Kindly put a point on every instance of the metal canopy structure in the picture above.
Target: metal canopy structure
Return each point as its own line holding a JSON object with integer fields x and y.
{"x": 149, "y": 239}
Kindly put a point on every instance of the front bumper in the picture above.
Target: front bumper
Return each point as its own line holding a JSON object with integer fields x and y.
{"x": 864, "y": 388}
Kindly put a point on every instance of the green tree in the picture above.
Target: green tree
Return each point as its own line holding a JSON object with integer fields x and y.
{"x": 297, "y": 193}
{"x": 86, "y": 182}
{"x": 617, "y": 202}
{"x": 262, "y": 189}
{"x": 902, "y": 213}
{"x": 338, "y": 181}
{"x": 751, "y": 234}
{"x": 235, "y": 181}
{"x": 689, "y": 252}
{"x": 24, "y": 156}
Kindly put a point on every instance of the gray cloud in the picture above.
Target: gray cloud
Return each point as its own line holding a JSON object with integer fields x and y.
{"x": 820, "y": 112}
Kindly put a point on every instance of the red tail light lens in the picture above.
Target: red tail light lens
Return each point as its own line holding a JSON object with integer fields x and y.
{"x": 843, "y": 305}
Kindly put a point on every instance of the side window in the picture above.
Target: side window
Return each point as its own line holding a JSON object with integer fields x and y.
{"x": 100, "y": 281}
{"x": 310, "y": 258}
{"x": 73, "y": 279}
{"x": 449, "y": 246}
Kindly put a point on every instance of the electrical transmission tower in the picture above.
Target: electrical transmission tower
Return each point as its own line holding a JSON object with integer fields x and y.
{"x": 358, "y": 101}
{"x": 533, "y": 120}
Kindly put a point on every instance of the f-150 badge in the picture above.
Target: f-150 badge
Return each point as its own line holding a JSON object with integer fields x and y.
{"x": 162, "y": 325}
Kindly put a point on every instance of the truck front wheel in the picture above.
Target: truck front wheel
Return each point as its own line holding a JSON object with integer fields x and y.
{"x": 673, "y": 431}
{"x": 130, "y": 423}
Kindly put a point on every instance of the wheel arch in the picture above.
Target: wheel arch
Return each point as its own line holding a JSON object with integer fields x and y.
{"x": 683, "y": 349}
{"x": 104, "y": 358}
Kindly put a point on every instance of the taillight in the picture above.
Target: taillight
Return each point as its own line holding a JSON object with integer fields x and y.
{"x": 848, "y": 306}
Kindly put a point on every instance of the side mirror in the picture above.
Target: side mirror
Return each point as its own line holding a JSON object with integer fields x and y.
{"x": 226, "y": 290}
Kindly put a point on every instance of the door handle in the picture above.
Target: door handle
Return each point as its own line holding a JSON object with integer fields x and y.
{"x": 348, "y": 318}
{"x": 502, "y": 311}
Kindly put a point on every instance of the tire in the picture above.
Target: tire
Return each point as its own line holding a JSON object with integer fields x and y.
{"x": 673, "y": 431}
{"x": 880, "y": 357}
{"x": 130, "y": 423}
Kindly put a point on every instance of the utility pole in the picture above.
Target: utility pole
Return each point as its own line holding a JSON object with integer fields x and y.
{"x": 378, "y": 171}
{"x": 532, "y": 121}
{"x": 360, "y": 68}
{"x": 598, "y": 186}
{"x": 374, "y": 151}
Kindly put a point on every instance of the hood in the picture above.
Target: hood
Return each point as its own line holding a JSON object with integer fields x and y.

*THE PROBLEM*.
Return all the data exactly as given.

*TASK OUTPUT*.
Kindly put a point on every instance of the metal canopy structure in the picture above.
Target: metal canopy structure
Return each point as its own line holding a JSON object with integer fields x and y.
{"x": 149, "y": 239}
Kindly put a point on every instance of the front bumper in the picture above.
Target: front bumper
Return each point as its own line holding a JSON object with integer fields x and y.
{"x": 864, "y": 388}
Kindly put a point on every instance of the green tree in the picture above.
Target: green tree
Return each point as its own line holding a JSON object with integer fields x and y.
{"x": 297, "y": 193}
{"x": 86, "y": 182}
{"x": 617, "y": 202}
{"x": 262, "y": 189}
{"x": 902, "y": 213}
{"x": 338, "y": 181}
{"x": 751, "y": 234}
{"x": 235, "y": 181}
{"x": 689, "y": 252}
{"x": 24, "y": 156}
Kindly put a point on every instance of the gray cloud in the picture above.
Target: gray cloud
Return each point as its own line holding a JSON object with integer fields x and y.
{"x": 820, "y": 112}
Kindly put a point on every instance of the red tail light lens in the picture above.
Target: red tail light lens
Return each point as its own line holding a JSON object with integer fields x and y.
{"x": 843, "y": 305}
Kindly put a point on every instance of the side window in the picture above.
Target: side window
Return each point as its own line holding a JSON object with integer fields x and y.
{"x": 100, "y": 281}
{"x": 310, "y": 258}
{"x": 73, "y": 279}
{"x": 449, "y": 246}
Kindly put a point on every instance of the electrical transmission tower in the picture above.
Target: electrical transmission tower
Return each point as its own line holding a JSON object with integer fields x and y.
{"x": 358, "y": 101}
{"x": 533, "y": 120}
Kindly put a point on every instance of the f-150 badge in the picture above.
Target: f-150 badge
Return each point as its own line holding a JSON object with integer fields x and y.
{"x": 162, "y": 325}
Kindly put a point on every instance of the truck front wheel in the picture above.
Target: truck front wheel
Return each point as its own line holding a JSON object with integer fields x and y.
{"x": 673, "y": 431}
{"x": 130, "y": 423}
Kindly put a point on every instance of the wheel arch in the picture above.
Target: wheel arch
Return each point as its own line holding a JSON object with integer fields x and y.
{"x": 683, "y": 349}
{"x": 104, "y": 358}
Kindly put a point on every instance of the taillight in the picture above.
Target: taillight
Return each point as its own line holding a JSON object with integer fields x and y.
{"x": 848, "y": 306}
Kindly put a point on every instance of the side mirror in the picture above.
Target: side mirror
Return each point as its own line holding a JSON object with integer fields x and y.
{"x": 226, "y": 290}
Kindly put a point on every instance of the door handle in the picture above.
Target: door handle
Return each point as its own line holding a JSON object with integer fields x and y.
{"x": 348, "y": 318}
{"x": 502, "y": 311}
Kindly put a point on every instance of the tire in the picture above.
Target: tire
Return each point as its own line holding a JSON object with integer fields x and y.
{"x": 673, "y": 431}
{"x": 880, "y": 357}
{"x": 130, "y": 423}
Kindly put a point on every instance of the utility pole in the picture above.
Target: utility pole
Return each point as its own line holding a JSON object with integer fields x and y.
{"x": 378, "y": 171}
{"x": 532, "y": 121}
{"x": 360, "y": 68}
{"x": 598, "y": 186}
{"x": 374, "y": 151}
Kindly put a point on every instance of the hood in the picture above.
Target: hood
Return each point as its own line holding a JSON object with integer fields x and y.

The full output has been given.